§ **TASK TO COMPLETE**: Reproduce the passage about the Pepper Adams songbook recordings word for word, from "Carner chose to" to "Jazz Journalists Association.".

§ **SUPPLIED PASSAGE**:
----------
Now, 28 years after meeting Adams, Carner’s labor of love is complete. But what about the amazing Pepper compositions that Carner discovered along the way, mostly on out-of-print discs? The only way to introduce the world to all 43 tunes as a collection would be to produce contemporary recordings of the Adams songbook — a passionate undertaking, to say the least.

Carner chose to highlight the versatility of Adams’ compositions by placing the music in different settings. He engaged Chicago pianist Jeremy Kahn to record Volume 1 in a trio format. Next, Carner tapped the fine Atlanta-based pianist Kevin Bales to assemble a quartet for Volume 2 with guitarist Barry Greene featured. New York based baritone sax man, Frank Basile, presides over a sextet for Volume 3; and for Volume 4, Carner brought Kahn back with his trio and special guest, Gary Smulyan, who is Adams’ chief acolyte and was just voted Baritone Saxophonist of the Year for 2012 by the Jazz Journalists Association.
----------
§ **RECORD EXCERPTS**:
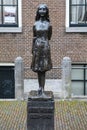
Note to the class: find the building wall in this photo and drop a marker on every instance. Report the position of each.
(62, 44)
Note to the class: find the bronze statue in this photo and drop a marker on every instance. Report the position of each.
(42, 31)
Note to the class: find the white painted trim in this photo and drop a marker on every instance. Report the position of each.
(72, 29)
(15, 29)
(7, 64)
(76, 29)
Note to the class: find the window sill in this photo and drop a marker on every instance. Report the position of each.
(10, 29)
(76, 29)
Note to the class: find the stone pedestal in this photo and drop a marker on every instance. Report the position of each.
(40, 111)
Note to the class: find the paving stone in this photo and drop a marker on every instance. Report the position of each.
(69, 115)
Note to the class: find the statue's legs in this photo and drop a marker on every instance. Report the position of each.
(41, 81)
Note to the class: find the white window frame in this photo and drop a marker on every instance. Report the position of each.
(15, 29)
(68, 28)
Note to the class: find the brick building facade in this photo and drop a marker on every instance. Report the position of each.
(73, 45)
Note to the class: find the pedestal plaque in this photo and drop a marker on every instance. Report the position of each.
(40, 111)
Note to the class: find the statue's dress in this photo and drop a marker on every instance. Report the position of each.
(41, 60)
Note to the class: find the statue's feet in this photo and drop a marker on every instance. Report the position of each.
(40, 91)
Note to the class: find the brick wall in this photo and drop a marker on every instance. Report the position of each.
(62, 44)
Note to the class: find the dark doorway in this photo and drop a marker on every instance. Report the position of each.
(7, 86)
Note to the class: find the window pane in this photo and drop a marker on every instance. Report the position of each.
(10, 15)
(77, 74)
(77, 88)
(10, 2)
(0, 15)
(77, 14)
(85, 16)
(77, 1)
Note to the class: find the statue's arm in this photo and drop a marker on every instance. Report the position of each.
(50, 32)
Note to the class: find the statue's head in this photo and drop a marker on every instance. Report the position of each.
(42, 11)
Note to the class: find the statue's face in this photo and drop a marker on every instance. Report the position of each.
(42, 10)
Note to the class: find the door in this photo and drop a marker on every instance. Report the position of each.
(7, 87)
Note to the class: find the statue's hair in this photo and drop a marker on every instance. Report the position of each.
(38, 15)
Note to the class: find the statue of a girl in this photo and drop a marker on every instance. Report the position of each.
(42, 31)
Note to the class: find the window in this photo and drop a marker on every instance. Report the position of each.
(76, 15)
(10, 16)
(79, 79)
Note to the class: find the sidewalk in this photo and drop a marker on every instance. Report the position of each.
(69, 115)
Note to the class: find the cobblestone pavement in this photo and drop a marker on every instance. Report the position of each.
(69, 115)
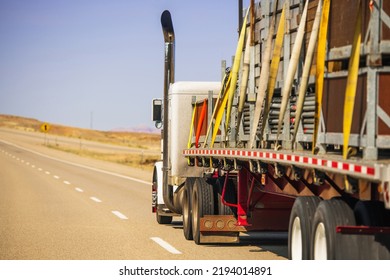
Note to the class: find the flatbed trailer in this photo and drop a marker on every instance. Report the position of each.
(268, 152)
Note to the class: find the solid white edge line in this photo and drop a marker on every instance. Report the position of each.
(95, 199)
(166, 245)
(78, 165)
(119, 215)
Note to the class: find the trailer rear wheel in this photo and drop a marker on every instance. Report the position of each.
(326, 243)
(187, 209)
(202, 204)
(300, 227)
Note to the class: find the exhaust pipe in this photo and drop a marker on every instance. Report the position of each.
(169, 77)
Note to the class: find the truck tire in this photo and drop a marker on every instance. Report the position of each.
(187, 209)
(202, 204)
(300, 226)
(326, 243)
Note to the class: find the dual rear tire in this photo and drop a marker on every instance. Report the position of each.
(312, 230)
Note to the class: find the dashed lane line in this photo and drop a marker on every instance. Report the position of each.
(166, 245)
(119, 215)
(95, 199)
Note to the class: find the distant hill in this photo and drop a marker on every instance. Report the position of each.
(139, 139)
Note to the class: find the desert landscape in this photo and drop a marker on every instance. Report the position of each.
(135, 149)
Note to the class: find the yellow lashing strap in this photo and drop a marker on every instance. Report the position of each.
(306, 70)
(292, 68)
(220, 112)
(234, 72)
(320, 69)
(353, 73)
(221, 92)
(274, 68)
(191, 131)
(263, 80)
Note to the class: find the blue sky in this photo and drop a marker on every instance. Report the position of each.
(72, 61)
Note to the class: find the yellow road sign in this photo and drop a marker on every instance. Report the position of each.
(45, 127)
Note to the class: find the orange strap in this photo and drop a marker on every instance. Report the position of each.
(200, 123)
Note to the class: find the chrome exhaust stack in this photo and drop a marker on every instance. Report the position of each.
(169, 78)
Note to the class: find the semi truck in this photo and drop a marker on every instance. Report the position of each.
(295, 137)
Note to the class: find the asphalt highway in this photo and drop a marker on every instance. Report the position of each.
(59, 206)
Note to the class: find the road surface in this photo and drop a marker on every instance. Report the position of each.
(55, 205)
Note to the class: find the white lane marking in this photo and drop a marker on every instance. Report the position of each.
(119, 215)
(95, 199)
(78, 165)
(166, 245)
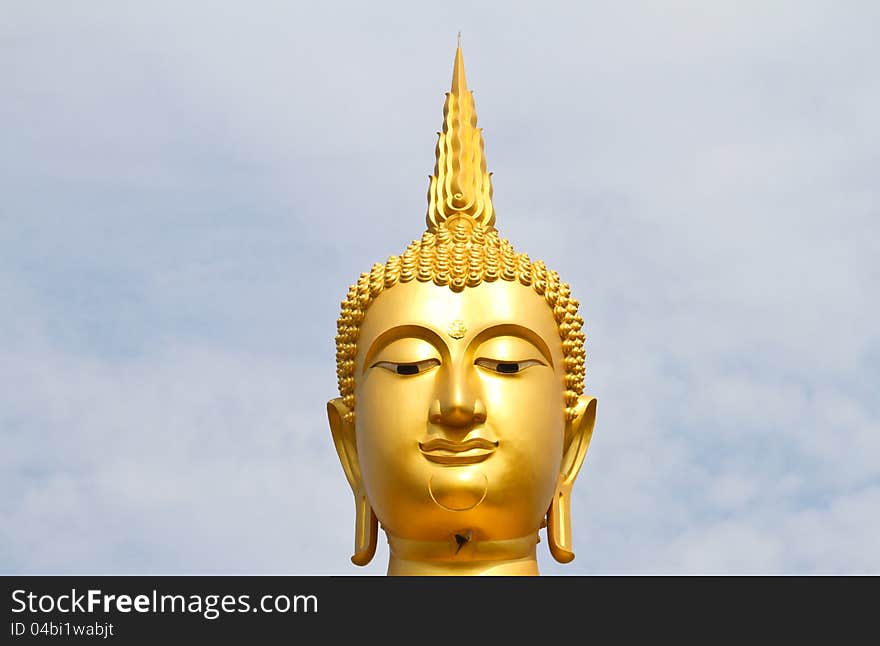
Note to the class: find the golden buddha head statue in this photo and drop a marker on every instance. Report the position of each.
(461, 423)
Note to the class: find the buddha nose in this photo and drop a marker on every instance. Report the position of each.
(458, 413)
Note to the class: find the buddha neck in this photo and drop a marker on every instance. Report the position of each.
(511, 557)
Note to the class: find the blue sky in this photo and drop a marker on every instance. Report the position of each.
(188, 191)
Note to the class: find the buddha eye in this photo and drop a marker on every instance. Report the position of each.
(413, 368)
(507, 367)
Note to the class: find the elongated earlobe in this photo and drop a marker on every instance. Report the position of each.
(366, 530)
(366, 525)
(578, 433)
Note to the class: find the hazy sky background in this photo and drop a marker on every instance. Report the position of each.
(188, 189)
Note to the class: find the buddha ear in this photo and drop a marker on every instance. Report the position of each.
(366, 525)
(578, 433)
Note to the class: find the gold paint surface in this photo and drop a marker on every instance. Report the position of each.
(461, 441)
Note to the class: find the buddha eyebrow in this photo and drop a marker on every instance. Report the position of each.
(403, 332)
(512, 329)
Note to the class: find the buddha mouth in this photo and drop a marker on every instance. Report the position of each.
(443, 451)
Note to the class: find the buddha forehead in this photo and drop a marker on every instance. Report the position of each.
(458, 317)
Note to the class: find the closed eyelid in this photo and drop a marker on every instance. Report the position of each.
(407, 367)
(507, 366)
(403, 332)
(511, 329)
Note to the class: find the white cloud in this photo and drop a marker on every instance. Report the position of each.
(188, 192)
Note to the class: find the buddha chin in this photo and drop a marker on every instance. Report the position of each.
(461, 423)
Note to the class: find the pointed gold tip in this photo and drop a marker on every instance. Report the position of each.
(459, 82)
(460, 185)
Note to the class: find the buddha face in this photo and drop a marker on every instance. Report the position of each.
(460, 423)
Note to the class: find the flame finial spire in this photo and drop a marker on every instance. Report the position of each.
(460, 185)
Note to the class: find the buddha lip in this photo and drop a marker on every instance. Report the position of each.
(442, 444)
(443, 451)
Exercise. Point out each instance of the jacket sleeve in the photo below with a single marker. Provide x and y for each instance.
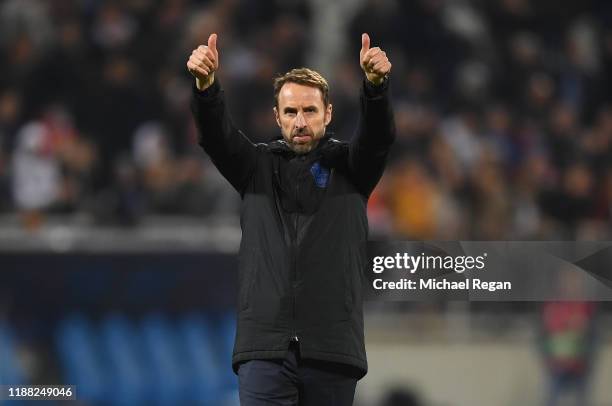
(229, 149)
(369, 147)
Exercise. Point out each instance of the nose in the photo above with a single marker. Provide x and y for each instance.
(300, 121)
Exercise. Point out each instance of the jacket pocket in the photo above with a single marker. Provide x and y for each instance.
(247, 269)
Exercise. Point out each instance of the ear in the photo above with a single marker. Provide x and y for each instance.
(328, 114)
(277, 117)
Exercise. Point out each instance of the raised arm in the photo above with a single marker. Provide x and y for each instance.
(229, 149)
(370, 145)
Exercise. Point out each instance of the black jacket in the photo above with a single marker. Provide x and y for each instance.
(304, 226)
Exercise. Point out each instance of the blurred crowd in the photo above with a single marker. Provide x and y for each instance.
(503, 108)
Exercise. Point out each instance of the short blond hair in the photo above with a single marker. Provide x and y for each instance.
(302, 76)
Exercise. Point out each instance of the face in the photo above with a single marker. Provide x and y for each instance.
(302, 116)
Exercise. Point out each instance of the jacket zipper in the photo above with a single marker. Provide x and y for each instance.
(294, 336)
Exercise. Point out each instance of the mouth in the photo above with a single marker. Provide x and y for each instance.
(301, 139)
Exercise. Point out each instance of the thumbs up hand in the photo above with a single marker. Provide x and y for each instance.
(373, 61)
(203, 63)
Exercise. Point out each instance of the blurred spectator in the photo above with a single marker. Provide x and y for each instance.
(503, 117)
(568, 343)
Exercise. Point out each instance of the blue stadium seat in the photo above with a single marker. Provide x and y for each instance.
(197, 341)
(125, 366)
(79, 355)
(11, 371)
(163, 360)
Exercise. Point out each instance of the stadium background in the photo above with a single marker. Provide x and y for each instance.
(117, 235)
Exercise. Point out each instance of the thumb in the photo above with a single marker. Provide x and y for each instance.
(365, 43)
(212, 42)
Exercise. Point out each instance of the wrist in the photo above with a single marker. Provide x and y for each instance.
(203, 84)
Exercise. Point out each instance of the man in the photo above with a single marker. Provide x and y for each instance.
(299, 338)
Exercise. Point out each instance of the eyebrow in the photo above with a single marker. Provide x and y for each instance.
(293, 109)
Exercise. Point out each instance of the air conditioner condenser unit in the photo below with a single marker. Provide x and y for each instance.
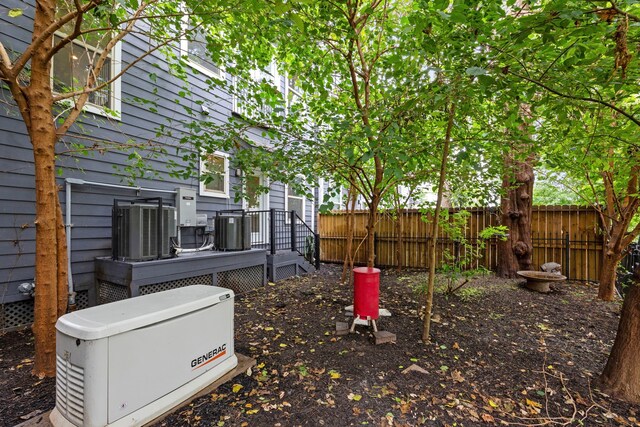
----------
§ **ANSWER BELOW**:
Carner chose to highlight the versatility of Adams’ compositions by placing the music in different settings. He engaged Chicago pianist Jeremy Kahn to record Volume 1 in a trio format. Next, Carner tapped the fine Atlanta-based pianist Kevin Bales to assemble a quartet for Volume 2 with guitarist Barry Greene featured. New York based baritone sax man, Frank Basile, presides over a sextet for Volume 3; and for Volume 4, Carner brought Kahn back with his trio and special guest, Gary Smulyan, who is Adams’ chief acolyte and was just voted Baritone Saxophonist of the Year for 2012 by the Jazz Journalists Association.